Go through the entries below and retype them exactly, omitting each picture.

-- begin --

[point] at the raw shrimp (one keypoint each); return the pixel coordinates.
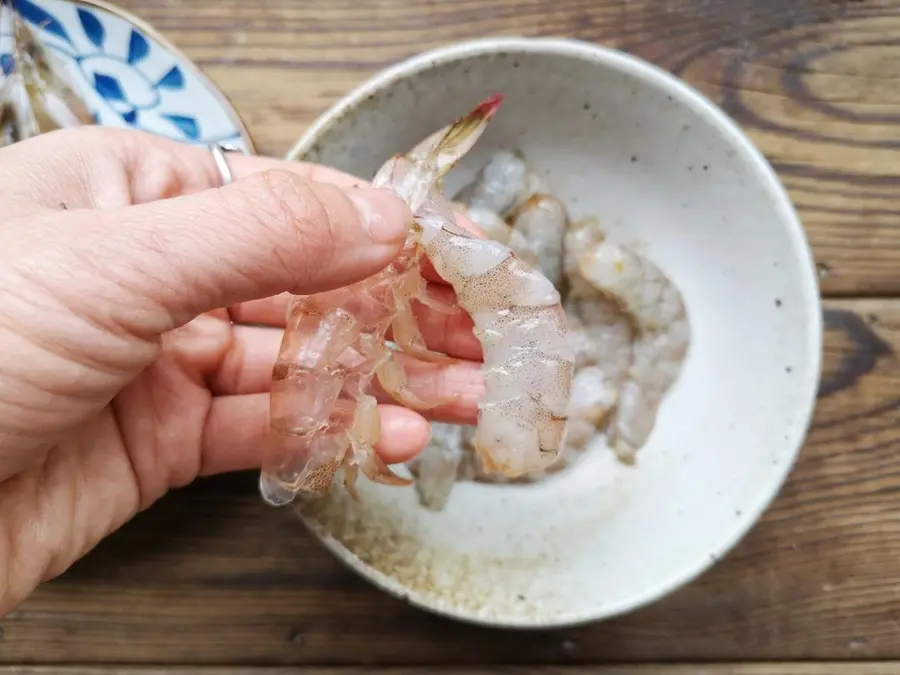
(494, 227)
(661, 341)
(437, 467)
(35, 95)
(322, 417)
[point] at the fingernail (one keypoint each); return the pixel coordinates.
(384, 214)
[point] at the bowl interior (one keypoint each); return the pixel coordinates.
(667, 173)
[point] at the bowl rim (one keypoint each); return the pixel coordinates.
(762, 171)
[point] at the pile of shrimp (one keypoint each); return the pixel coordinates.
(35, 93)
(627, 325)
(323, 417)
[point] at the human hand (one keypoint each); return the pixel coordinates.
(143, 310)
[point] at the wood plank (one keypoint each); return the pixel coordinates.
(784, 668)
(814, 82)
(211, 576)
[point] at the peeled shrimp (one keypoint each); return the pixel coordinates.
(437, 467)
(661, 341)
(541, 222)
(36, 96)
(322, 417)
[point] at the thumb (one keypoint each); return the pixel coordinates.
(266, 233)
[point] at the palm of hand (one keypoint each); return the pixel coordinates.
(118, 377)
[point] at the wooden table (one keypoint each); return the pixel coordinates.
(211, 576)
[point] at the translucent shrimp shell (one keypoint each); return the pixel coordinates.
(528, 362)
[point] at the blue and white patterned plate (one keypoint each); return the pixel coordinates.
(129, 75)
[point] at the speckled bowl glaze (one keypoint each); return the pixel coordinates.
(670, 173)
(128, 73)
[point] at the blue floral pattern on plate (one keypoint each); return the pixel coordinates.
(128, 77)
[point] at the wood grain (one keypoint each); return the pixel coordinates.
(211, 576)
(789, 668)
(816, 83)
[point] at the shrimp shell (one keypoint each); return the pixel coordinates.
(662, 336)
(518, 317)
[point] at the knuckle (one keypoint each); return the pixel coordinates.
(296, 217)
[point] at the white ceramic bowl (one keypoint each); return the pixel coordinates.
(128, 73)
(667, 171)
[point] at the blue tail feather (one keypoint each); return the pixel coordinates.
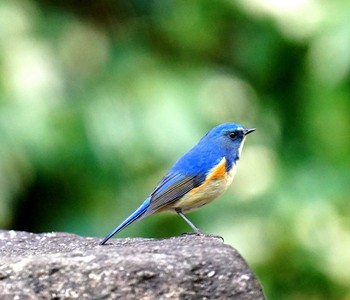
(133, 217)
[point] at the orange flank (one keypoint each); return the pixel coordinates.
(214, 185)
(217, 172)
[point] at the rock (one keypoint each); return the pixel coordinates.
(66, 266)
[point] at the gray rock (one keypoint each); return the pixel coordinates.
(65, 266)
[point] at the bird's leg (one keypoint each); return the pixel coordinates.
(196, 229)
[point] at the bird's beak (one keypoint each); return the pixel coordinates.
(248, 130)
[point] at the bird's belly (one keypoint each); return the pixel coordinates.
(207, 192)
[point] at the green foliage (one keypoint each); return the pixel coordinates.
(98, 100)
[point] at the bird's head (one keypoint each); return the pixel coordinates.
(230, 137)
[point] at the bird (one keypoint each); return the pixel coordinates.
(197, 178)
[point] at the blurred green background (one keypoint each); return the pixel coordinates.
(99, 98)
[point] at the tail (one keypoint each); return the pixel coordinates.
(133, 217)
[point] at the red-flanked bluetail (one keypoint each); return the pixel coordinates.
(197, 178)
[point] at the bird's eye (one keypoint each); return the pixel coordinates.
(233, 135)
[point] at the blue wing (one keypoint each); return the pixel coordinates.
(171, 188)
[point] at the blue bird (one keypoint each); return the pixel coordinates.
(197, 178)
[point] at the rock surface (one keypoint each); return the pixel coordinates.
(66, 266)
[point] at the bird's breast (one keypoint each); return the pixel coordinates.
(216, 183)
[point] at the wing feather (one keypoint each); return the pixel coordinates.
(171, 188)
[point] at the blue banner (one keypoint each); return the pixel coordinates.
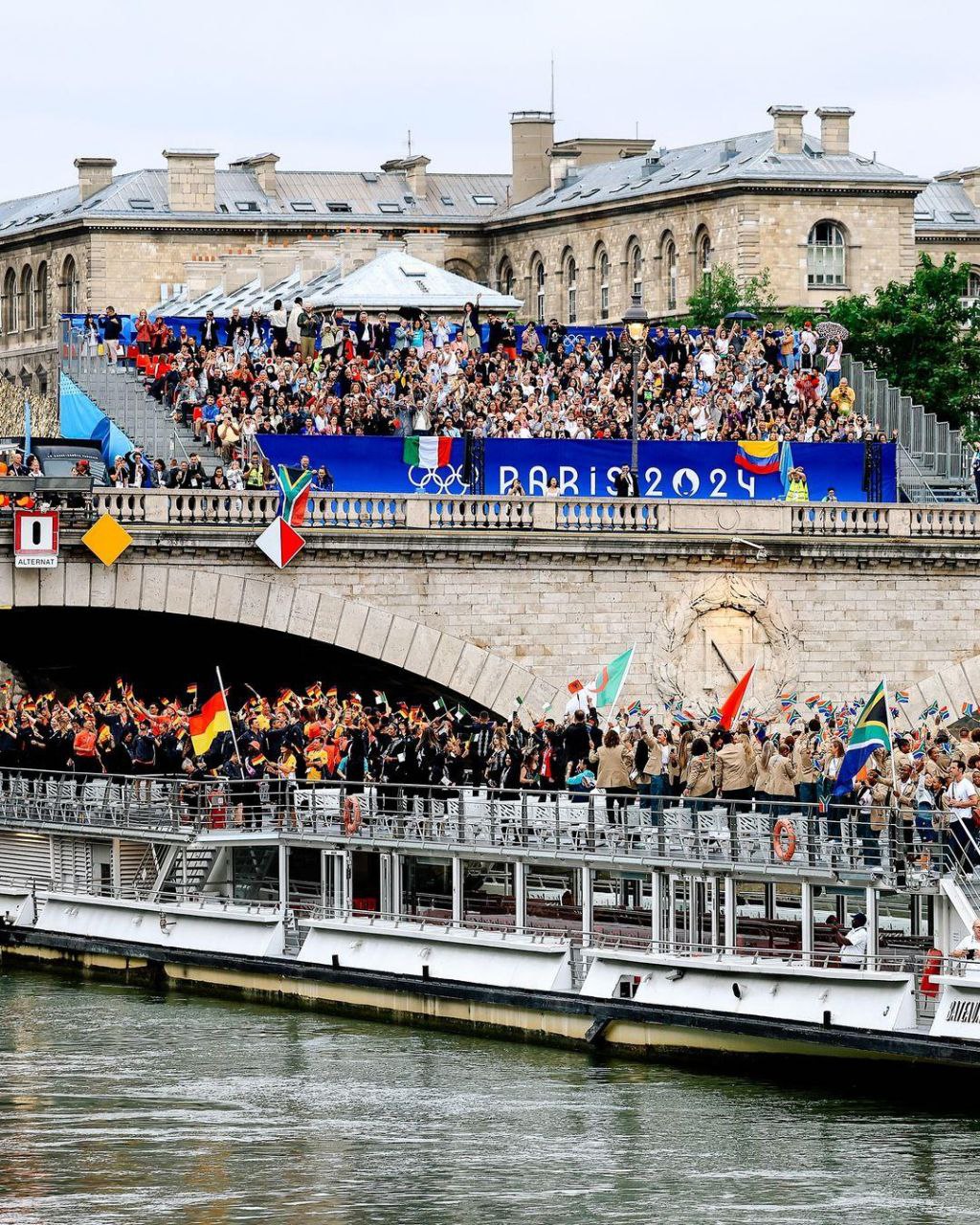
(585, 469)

-- end --

EXERCISE RESULT>
[point] at the raw shrimp (one keypoint each); return the pixel coordinates.
(494, 227)
(661, 341)
(437, 467)
(35, 95)
(322, 417)
[point] at the fingernail (one keypoint each); return the pixel coordinates.
(384, 214)
[point] at the bowl interior (one keypoint each); return the pixel coordinates.
(667, 173)
[point] at the bowl rim (one keypoint each); return the pixel coordinates.
(762, 171)
[point] at the pile of shrimp (one keypoint each); return the pixel coordinates.
(35, 93)
(627, 325)
(323, 417)
[point] at the human hand (one keypoint each); return the pixel coordinates.
(143, 310)
[point] at the wood plank (one keypoint each); return the pixel coordinates.
(784, 668)
(814, 82)
(211, 576)
[point] at the peeled shrimp (one keypoint each); return the pixel coordinates.
(437, 467)
(661, 341)
(541, 222)
(36, 96)
(322, 417)
[point] at the thumb (one keypoint each); return the pixel coordinates.
(266, 233)
[point] at the palm of hand (one keypoint each); return the pixel coordinates.
(118, 377)
[point] at the wooden table (one keypoint each); return the pixel coordinates.
(211, 576)
[point] at the translucent shrimp shell (one keypoint each); return the pixel coordinates.
(528, 362)
[point] at the blue and white patterned plate (one keypoint each); return the pixel coordinates.
(129, 75)
[point] at the speckled bowl glaze (one keypoint each); return the pixel coordinates.
(670, 173)
(128, 73)
[point] at the blue floral pattern on plate (one keypoint each); return the pixel coordinates.
(128, 77)
[point] at the wood grain (one keypoint each); return the pixel coordinates.
(211, 576)
(789, 668)
(816, 83)
[point] at the shrimp shell (one keypoint each); return the pixel coordinates.
(662, 336)
(518, 317)
[point] at the knuckle (one keypoint each); return the pixel coordinates.
(296, 217)
[point] at the white ceramic bowl (one keypoint each); return the pixel coordinates.
(128, 73)
(667, 171)
[point] at the blue tail feather (one keypoint each); return the pixel coordinates.
(133, 217)
[point] at the orange flank (one keypoint each); return the pixel coordinates.
(214, 185)
(217, 172)
[point] at the rock (one keypoint each); return the pixel coordinates.
(66, 266)
[point] at the gray rock (one keypoint each); return the pixel coordinates.
(65, 266)
[point] at the bird's leg (one keypoint each); return the pixel coordinates.
(196, 229)
[point] at the bird's beak (one keypoint each); return the pixel coordinates.
(248, 130)
[point] at the bird's belly (one keypoint each); return the pixel coordinates.
(207, 192)
[point] at the green foliage (one keypoint each); return the pixel coordinates.
(98, 100)
[point] at the bird's head (one keypoint each); return the pixel coordinates.
(230, 137)
[point] at the bird (one keypoint each); return the pixel coordinates.
(197, 178)
[point] at the blurred green background (one keypoint each); return the pixel coordinates.
(99, 98)
[point] at the tail (one keypoint each); return the pixel coordinates.
(133, 217)
[point] at the red-flanked bluetail (one keypoint each); return the pixel coordinates.
(197, 178)
[point] at the bird's eye (one keypoint each); return the pixel coordinates.
(233, 135)
[point] at the blue wing (one keypoint each); return the pixel coordinates.
(171, 188)
[point] at the blue bird (one keypoint each); return the pixel coordinates.
(197, 178)
[point] at the rock surface (one keypoint each); return the pixel coordinates.
(66, 266)
[point] at the bird's breast (one keypoint each); return the pixel coordinates.
(216, 183)
[point] at the wing feather (one keypoint each); return the pixel coordinates.
(171, 188)
[point] at the blue banner (one keypoint each); return the pixel coordinates.
(585, 469)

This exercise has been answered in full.